Reproduisez le passage du compte rendu qui va de « Recensé : Pascal » jusqu'à « 2011, 339 p. » inclusivement, en substituant « Gallimard » à « Seuil ».

===== TEXTE FOURNI

Recensé : Pascal Bastien, Une histoire de la peine de mort. Bourreaux et supplices. Paris, Londres, 1500-1800, Seuil, coll. « L’Univers historique », 2011, 339 p.
C’est une sculpture du Christ assis sur une chaise électrique, qui a été inaugurée il y a maintenant deux ans dans la cathédrale de Gap. Œuvre de l’artiste Peter Fryer, elle a pour ambition de remplacer bien sûr la croix comme supplice par la chaise électrique, mais surtout, en faisant disparaître la croix et en actualisant le châtiment, de rappeler la centralité historique de la peine de mort en Occident. Et dès l’introduction de son ouvrage, Pascal Bastien écrit : « la civilisation chrétienne repose sur une erreur judiciaire et le Christ […] reste pourtant, d’abord et avant tout, un condamné à mort. La culture chrétienne jaillit ainsi d’une exécution capitale ». Cela n’explique pas la longévité de la peine capitale dans le droit européen, et notamment français, mais permet de comprendre les investissements superposés dont l’exécution fait l’objet : à la fois peine d’inspiration religieuse, militaire, marque du contrôle des corps des sujets par le souverain, rituel d’obéissance et, dans les sociétés sécularisées, élément de l’édification des masses et de défense de la société. Les sens attachés à cette peine varient tant d’une société et d’une époque à l’autre que l’on devrait plutôt parler des peines de mort. Précisément, l’ouvrage de Pascal Bastien a pour ambition de comparer la place de la peine de mort dans les édifices pénaux, et les représentations médiévales et modernes à Paris et à Londres.

==========
===== DONNÉES EXTRAITES

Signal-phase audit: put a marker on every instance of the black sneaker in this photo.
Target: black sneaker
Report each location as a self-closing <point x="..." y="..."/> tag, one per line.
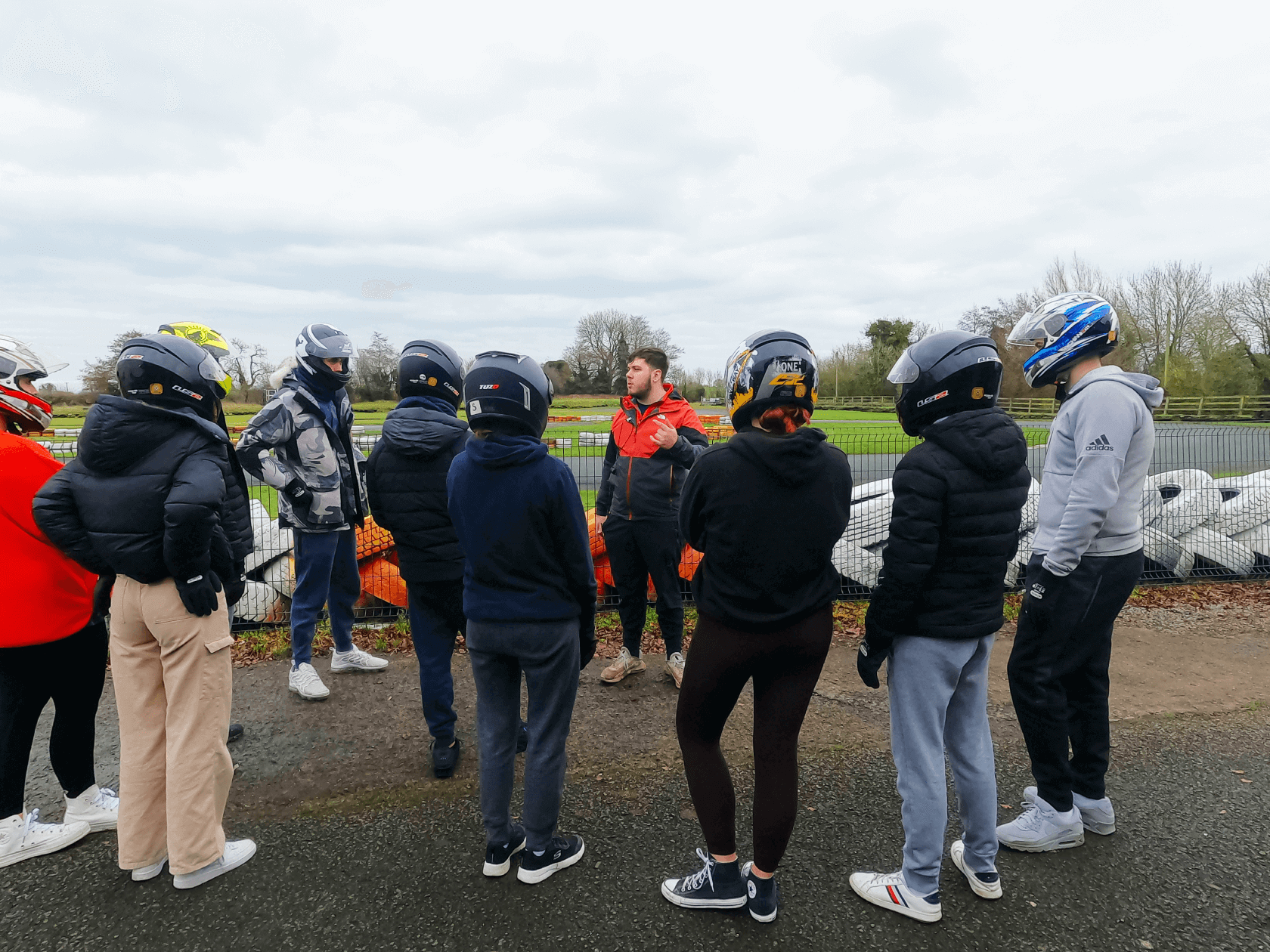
<point x="765" y="895"/>
<point x="564" y="851"/>
<point x="714" y="886"/>
<point x="444" y="758"/>
<point x="498" y="860"/>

==========

**RÉSULTAT:**
Recensé : Pascal Bastien, Une histoire de la peine de mort. Bourreaux et supplices. Paris, Londres, 1500-1800, Gallimard, coll. « L’Univers historique », 2011, 339 p.